ユニコーン企業(Unicorn company)という言葉は、主にベンチャー企業への投資を手がける、投資会社の創業者アイリーン・リー氏によって提唱された概念をもとにしています。
ユニコーン企業の定義は次のとおりです。
- 10億ドル以上の企業評価額
- 設立から10年以内である
- 非上場企業である
- テクノロジー関連企業
国によって環境が違うとはいえ、企業にとっては生き残ることだけでも難しい状況です。
そのなかで上記のような条件を満たす企業は、存在自体が非常に稀です。
そのため、見つけるのが困難といわれる伝説の一角獣「ユニコーン」という呼び名は、その貴重さからしてぴったりといえるでしょう。
ユニコーン企業は「ベンチャー企業」と混同されがちですが、ユニコーン企業には明確な定義がある一方で、ベンチャー企業にはありません。
ベンチャー企業は一般に「革新的な技術やアイデアなどをもとに事業を営む、比較的若い企業」とされています。

————————

__作業指示__.
1 > 抜粋文のうち、「- 10億ドル以上の企業評価額」から「ンチャー企業にはありません。」に至るまでの部分を、一字も変えずに引用してください。
2 > 抜粋文に示されているユニコーン企業の定義の条件を、すべて挙げてください。
抜粋文に書かれている内容だけを根拠としてください。

————————

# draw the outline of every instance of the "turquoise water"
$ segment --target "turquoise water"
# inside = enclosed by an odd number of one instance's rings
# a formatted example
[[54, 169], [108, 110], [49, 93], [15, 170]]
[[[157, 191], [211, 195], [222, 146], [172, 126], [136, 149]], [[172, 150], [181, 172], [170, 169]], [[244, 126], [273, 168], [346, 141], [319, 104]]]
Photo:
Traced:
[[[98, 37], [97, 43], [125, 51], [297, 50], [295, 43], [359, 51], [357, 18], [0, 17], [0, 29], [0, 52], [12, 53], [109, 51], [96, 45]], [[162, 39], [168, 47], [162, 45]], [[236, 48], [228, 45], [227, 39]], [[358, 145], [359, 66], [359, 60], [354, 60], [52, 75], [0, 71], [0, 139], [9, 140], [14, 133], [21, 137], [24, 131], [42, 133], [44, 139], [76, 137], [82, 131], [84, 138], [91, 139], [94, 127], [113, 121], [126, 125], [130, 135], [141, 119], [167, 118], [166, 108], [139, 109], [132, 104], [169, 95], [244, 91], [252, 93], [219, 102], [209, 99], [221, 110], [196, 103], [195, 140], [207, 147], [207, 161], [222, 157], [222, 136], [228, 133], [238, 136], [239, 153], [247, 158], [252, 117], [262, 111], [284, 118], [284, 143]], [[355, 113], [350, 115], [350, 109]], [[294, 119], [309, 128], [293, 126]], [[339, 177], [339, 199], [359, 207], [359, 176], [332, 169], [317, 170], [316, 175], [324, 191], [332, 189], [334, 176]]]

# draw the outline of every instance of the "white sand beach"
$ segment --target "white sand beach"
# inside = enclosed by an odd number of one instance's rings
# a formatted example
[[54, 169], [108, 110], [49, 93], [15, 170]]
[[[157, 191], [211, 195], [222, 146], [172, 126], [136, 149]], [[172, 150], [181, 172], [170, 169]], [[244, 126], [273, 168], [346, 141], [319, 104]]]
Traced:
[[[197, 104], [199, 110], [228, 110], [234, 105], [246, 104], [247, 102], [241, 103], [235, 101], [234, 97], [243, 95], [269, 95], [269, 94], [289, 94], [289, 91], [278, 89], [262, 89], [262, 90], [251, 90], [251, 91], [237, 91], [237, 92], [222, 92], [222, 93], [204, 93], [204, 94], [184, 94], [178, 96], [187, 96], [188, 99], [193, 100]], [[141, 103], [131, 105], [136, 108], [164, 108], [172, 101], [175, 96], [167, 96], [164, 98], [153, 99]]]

————————

__作業の解答__.
1 >
- 10億ドル以上の企業評価額
- 設立から10年以内である
- 非上場企業である
- テクノロジー関連企業
国によって環境が違うとはいえ、企業にとっては生き残ることだけでも難しい状況です。
そのなかで上記のような条件を満たす企業は、存在自体が非常に稀です。
そのため、見つけるのが困難といわれる伝説の一角獣「ユニコーン」という呼び名は、その貴重さからしてぴったりといえるでしょう。
ユニコーン企業は「ベンチャー企業」と混同されがちですが、ユニコーン企業には明確な定義がある一方で、ベンチャー企業にはありません。

2 >
- 10億ドル以上の企業評価額
- 設立から10年以内である
- 非上場企業である
- テクノロジー関連企業